START

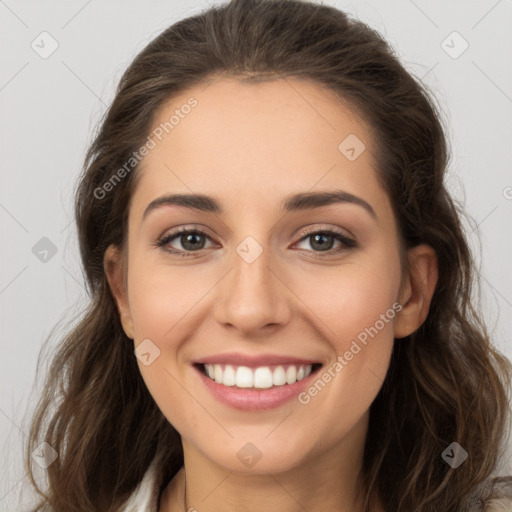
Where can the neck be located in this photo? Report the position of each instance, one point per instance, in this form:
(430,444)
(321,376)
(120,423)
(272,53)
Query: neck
(327,481)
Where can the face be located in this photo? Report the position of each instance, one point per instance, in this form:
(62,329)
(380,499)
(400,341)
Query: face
(284,284)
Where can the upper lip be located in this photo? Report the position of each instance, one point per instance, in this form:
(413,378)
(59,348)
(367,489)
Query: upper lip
(253,361)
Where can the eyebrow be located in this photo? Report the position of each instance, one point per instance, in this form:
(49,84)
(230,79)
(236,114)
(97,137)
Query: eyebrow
(301,201)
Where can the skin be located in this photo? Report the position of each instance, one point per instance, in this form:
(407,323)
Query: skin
(250,146)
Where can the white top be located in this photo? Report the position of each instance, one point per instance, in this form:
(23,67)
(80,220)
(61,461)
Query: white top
(146,495)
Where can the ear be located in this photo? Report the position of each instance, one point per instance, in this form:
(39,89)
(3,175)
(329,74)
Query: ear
(114,265)
(417,290)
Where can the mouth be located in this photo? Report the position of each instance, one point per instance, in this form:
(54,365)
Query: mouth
(257,378)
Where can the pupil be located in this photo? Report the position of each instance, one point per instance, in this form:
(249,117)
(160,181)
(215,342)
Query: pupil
(322,246)
(189,241)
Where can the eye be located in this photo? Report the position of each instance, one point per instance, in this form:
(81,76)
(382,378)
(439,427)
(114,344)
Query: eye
(324,240)
(190,240)
(185,241)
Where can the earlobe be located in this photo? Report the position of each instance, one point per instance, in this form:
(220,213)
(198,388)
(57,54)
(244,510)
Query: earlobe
(417,290)
(114,264)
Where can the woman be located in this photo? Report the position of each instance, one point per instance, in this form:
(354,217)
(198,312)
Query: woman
(320,349)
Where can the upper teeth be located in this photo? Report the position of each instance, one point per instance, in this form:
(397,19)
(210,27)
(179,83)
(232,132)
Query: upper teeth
(261,377)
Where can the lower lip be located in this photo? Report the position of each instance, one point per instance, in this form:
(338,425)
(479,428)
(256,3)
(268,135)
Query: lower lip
(250,399)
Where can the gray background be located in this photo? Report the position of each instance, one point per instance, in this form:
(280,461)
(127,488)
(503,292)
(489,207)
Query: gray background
(50,107)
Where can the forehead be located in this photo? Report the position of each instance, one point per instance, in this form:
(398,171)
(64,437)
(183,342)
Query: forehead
(258,142)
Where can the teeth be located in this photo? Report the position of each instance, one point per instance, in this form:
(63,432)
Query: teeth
(261,378)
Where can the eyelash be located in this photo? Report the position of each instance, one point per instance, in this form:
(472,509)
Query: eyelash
(347,243)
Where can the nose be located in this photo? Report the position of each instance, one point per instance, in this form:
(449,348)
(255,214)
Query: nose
(252,298)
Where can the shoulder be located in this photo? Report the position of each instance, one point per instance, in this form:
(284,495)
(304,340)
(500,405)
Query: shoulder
(495,495)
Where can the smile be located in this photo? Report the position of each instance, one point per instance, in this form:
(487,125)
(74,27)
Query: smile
(253,386)
(262,377)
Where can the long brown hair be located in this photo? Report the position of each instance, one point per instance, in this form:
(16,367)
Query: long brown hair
(446,382)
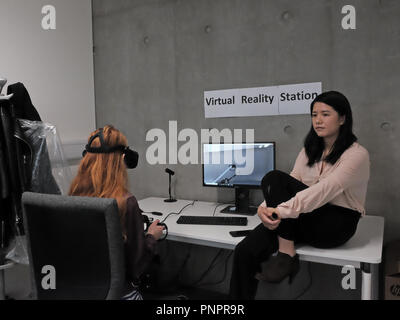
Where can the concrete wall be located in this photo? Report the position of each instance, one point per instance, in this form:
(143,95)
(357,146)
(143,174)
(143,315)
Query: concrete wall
(154,59)
(56,66)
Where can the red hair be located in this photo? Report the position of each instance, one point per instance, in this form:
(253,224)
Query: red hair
(103,175)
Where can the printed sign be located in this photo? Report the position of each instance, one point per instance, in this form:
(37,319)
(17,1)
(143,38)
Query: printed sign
(263,101)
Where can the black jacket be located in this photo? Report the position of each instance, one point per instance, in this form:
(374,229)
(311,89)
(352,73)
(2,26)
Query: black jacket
(17,152)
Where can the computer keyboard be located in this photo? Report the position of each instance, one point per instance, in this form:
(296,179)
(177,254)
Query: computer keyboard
(209,220)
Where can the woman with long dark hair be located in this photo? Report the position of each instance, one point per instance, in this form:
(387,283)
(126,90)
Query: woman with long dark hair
(102,173)
(319,203)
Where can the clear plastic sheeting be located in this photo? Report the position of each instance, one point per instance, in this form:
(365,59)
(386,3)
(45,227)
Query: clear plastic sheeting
(46,151)
(50,172)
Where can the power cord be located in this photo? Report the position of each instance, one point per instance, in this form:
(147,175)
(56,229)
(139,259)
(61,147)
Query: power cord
(309,284)
(221,204)
(178,213)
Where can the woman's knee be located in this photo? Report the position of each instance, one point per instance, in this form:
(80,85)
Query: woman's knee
(272,178)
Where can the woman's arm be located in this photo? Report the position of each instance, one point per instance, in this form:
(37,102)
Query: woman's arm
(352,170)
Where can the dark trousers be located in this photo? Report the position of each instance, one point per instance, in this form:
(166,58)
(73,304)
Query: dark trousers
(326,227)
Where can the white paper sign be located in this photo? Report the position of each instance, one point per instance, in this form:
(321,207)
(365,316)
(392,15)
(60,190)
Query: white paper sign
(262,101)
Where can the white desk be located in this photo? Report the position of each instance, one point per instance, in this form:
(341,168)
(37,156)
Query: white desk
(363,251)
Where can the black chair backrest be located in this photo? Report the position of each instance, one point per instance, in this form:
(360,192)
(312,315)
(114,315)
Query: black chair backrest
(81,238)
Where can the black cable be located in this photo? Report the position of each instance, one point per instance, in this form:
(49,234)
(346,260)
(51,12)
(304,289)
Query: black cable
(309,284)
(178,213)
(221,204)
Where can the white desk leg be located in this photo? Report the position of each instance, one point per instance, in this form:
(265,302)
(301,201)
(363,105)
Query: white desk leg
(366,281)
(2,286)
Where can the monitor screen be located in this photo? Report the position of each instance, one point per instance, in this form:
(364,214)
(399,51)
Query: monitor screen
(238,164)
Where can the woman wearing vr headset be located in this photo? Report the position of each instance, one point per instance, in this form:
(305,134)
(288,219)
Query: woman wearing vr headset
(102,173)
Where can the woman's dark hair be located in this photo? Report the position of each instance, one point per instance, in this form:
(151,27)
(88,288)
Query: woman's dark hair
(314,145)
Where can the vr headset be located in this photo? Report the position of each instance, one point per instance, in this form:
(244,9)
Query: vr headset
(131,158)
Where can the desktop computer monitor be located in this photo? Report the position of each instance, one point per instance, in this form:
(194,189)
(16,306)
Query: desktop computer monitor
(237,165)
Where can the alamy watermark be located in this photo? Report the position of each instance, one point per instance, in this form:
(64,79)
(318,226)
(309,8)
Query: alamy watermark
(49,280)
(49,19)
(188,153)
(349,280)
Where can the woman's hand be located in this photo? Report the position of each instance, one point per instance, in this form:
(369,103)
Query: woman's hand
(155,230)
(265,215)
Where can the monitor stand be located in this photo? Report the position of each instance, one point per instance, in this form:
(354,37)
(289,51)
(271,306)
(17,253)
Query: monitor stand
(241,203)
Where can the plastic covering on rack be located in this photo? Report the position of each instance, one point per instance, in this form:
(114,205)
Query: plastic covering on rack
(51,172)
(47,146)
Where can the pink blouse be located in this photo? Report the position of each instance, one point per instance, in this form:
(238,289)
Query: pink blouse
(343,184)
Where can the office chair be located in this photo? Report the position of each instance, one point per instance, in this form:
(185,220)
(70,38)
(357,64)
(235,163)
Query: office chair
(81,238)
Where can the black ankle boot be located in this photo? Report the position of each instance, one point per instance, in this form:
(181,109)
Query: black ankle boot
(278,267)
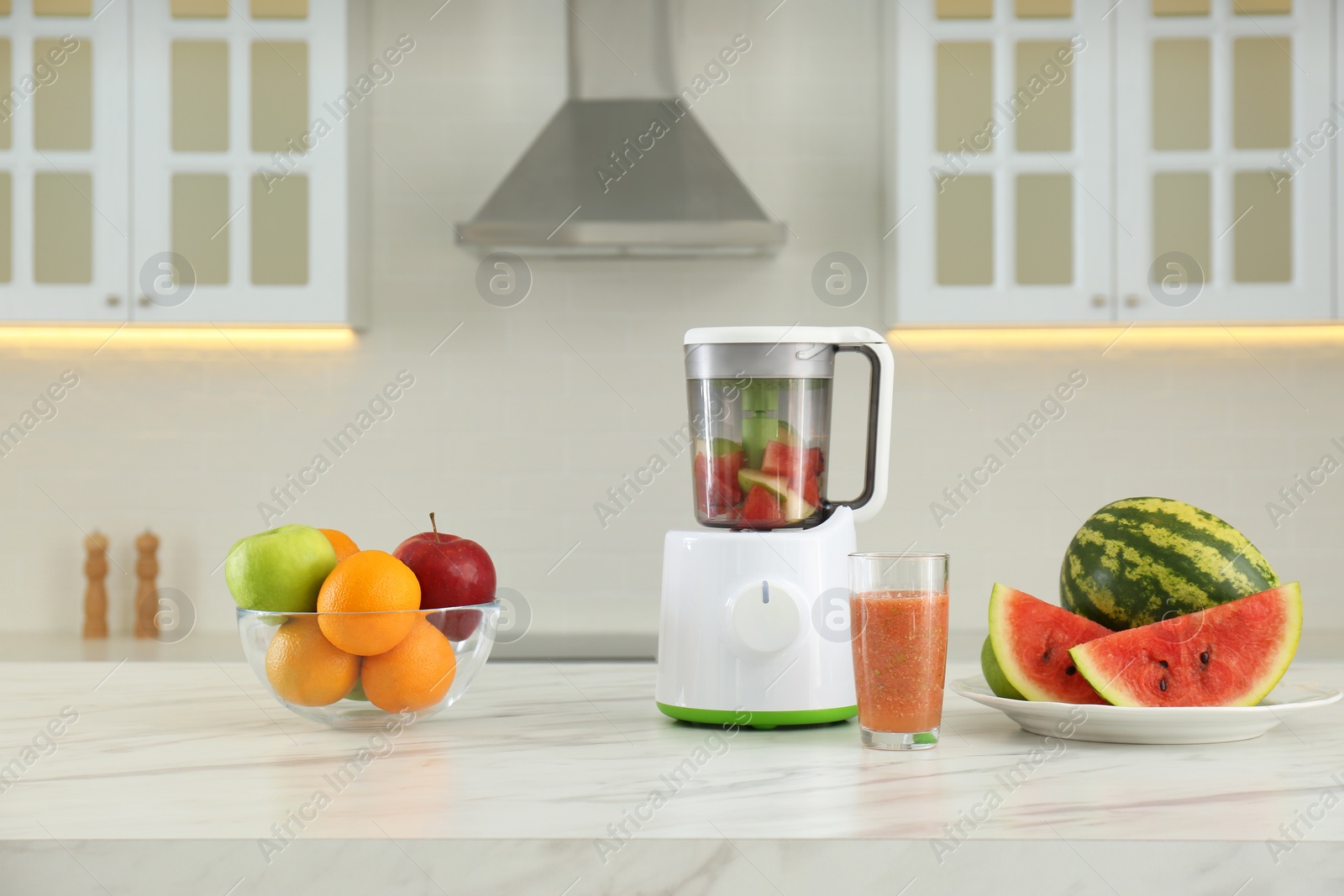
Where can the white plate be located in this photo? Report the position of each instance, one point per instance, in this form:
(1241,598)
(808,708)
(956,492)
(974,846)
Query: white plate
(1152,725)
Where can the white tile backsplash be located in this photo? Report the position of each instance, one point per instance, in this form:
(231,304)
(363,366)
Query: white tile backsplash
(511,436)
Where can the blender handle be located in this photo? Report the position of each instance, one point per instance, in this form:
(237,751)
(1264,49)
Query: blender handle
(879,432)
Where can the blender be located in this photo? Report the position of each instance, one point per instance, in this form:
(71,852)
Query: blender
(754,618)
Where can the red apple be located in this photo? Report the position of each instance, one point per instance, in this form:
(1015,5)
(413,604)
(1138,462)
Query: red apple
(452,573)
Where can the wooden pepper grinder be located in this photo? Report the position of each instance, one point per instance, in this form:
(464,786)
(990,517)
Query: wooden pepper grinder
(147,569)
(96,593)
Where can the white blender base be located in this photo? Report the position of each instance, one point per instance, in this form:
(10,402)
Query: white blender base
(743,638)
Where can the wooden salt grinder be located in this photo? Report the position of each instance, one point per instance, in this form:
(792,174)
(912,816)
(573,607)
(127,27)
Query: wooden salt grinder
(96,591)
(147,569)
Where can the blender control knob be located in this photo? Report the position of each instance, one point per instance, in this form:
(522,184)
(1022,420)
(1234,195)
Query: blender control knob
(765,617)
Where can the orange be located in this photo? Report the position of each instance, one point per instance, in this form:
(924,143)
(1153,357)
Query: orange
(369,582)
(342,542)
(306,668)
(414,674)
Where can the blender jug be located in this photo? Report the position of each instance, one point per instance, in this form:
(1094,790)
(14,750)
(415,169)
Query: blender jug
(759,403)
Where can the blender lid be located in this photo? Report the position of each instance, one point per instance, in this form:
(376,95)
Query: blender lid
(774,335)
(769,352)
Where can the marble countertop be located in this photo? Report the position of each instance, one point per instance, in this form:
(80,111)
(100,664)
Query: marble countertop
(187,777)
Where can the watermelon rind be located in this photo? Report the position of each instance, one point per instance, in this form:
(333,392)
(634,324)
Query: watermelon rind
(995,673)
(1000,602)
(1112,685)
(1139,560)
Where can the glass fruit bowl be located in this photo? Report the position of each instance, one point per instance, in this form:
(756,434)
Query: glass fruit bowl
(430,667)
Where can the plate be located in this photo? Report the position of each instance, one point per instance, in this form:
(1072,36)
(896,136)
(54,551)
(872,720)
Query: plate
(1152,725)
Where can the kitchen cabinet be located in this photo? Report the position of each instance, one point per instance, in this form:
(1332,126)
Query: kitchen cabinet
(219,174)
(1089,163)
(64,163)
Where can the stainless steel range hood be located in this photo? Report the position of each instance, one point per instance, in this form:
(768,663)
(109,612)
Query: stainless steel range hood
(624,168)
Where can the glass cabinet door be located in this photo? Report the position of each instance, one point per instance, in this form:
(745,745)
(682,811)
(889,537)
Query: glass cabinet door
(64,143)
(1005,161)
(244,125)
(1225,159)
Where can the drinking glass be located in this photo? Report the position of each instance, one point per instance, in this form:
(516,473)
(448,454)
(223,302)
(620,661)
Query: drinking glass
(898,613)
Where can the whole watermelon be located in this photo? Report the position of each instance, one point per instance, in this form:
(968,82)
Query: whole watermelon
(1140,560)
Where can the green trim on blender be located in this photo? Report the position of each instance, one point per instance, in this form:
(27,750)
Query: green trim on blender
(759,720)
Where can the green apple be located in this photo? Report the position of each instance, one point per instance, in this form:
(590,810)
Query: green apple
(280,570)
(717,446)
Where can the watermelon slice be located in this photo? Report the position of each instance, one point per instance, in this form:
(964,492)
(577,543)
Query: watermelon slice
(717,490)
(995,674)
(793,506)
(1030,641)
(1226,656)
(763,506)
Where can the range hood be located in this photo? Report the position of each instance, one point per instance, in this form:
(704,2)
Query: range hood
(624,168)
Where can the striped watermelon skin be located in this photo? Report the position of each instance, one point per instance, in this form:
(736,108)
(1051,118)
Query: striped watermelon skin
(1142,560)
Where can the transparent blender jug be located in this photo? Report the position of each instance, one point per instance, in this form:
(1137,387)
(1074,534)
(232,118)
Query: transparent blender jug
(761,426)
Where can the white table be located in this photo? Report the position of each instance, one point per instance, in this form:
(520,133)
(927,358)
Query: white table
(176,775)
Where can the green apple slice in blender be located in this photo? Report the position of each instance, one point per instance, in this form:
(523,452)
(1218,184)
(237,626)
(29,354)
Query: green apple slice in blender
(790,503)
(759,399)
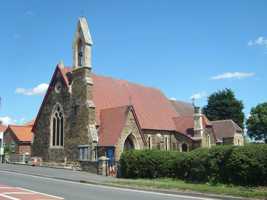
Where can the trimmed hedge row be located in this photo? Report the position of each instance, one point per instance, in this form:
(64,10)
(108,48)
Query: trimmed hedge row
(245,165)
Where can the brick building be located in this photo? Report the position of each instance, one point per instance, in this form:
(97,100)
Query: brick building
(84,115)
(18,139)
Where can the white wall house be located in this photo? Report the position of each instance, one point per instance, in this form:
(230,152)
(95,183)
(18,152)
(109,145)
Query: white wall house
(2,129)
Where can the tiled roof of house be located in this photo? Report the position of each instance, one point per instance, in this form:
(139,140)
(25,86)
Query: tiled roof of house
(23,133)
(112,123)
(2,128)
(153,109)
(185,124)
(183,108)
(225,128)
(30,123)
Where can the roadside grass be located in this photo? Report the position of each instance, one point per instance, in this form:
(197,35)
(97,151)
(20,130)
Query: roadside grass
(179,185)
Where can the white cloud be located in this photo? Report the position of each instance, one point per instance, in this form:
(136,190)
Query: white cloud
(261,41)
(6,120)
(233,75)
(199,95)
(38,90)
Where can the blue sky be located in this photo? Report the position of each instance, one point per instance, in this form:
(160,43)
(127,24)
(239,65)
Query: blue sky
(184,48)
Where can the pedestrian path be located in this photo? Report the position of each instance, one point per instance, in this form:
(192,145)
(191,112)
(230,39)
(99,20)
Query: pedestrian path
(18,193)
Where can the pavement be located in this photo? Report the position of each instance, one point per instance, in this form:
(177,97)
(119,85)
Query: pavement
(18,193)
(77,185)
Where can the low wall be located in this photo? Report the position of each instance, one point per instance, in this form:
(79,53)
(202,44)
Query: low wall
(89,166)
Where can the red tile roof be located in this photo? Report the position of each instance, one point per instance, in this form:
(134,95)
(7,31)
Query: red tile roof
(185,124)
(112,122)
(183,108)
(2,128)
(23,133)
(30,123)
(153,109)
(225,128)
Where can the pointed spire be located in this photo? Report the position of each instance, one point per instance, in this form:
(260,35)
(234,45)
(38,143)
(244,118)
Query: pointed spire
(61,64)
(82,45)
(83,31)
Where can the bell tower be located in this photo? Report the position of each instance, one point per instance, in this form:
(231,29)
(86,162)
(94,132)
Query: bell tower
(83,125)
(82,45)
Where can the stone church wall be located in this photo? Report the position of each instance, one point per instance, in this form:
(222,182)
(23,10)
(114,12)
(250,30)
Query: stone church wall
(41,143)
(130,128)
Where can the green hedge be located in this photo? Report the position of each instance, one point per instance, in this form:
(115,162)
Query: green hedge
(245,165)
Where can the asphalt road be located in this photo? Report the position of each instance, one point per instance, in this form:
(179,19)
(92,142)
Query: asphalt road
(79,191)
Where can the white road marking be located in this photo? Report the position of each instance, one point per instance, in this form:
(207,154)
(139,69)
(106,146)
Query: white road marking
(48,195)
(110,187)
(8,197)
(8,193)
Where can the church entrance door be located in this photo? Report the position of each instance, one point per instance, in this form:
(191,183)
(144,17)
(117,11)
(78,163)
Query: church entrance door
(129,143)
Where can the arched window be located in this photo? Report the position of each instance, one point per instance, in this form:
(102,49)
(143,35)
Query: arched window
(80,49)
(166,142)
(209,142)
(149,142)
(57,128)
(184,147)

END

◆ Exercise goal:
Copy out exactly the lines from the line with "Where can the green hedge" to the end of the listing, including both of those lines, and give nothing else.

◆ The result:
Where can the green hedge be located in this photo? Report the position of each instance, one point per instance, in this form:
(115,162)
Query: green hedge
(245,165)
Where can the asphalt road be located in this photo? Report the position of each instance, one point per instance, in this form:
(179,19)
(92,142)
Query: asphalt road
(79,191)
Where can the white road marking be located in this photo? Report the position of each instance, one point per instance, in this form:
(207,154)
(139,69)
(106,146)
Query: white road marking
(48,195)
(110,187)
(8,197)
(8,193)
Where can the church entrance door be located in this photo? Report the position of each instance, one point per instance, in this form:
(191,183)
(144,17)
(117,11)
(78,163)
Query: church entrance door
(129,143)
Where can the arched window be located in this photo? Report the position of each instance, one point per instance, in this form:
(102,49)
(143,35)
Query: arched window
(80,49)
(166,142)
(209,142)
(149,142)
(57,128)
(184,147)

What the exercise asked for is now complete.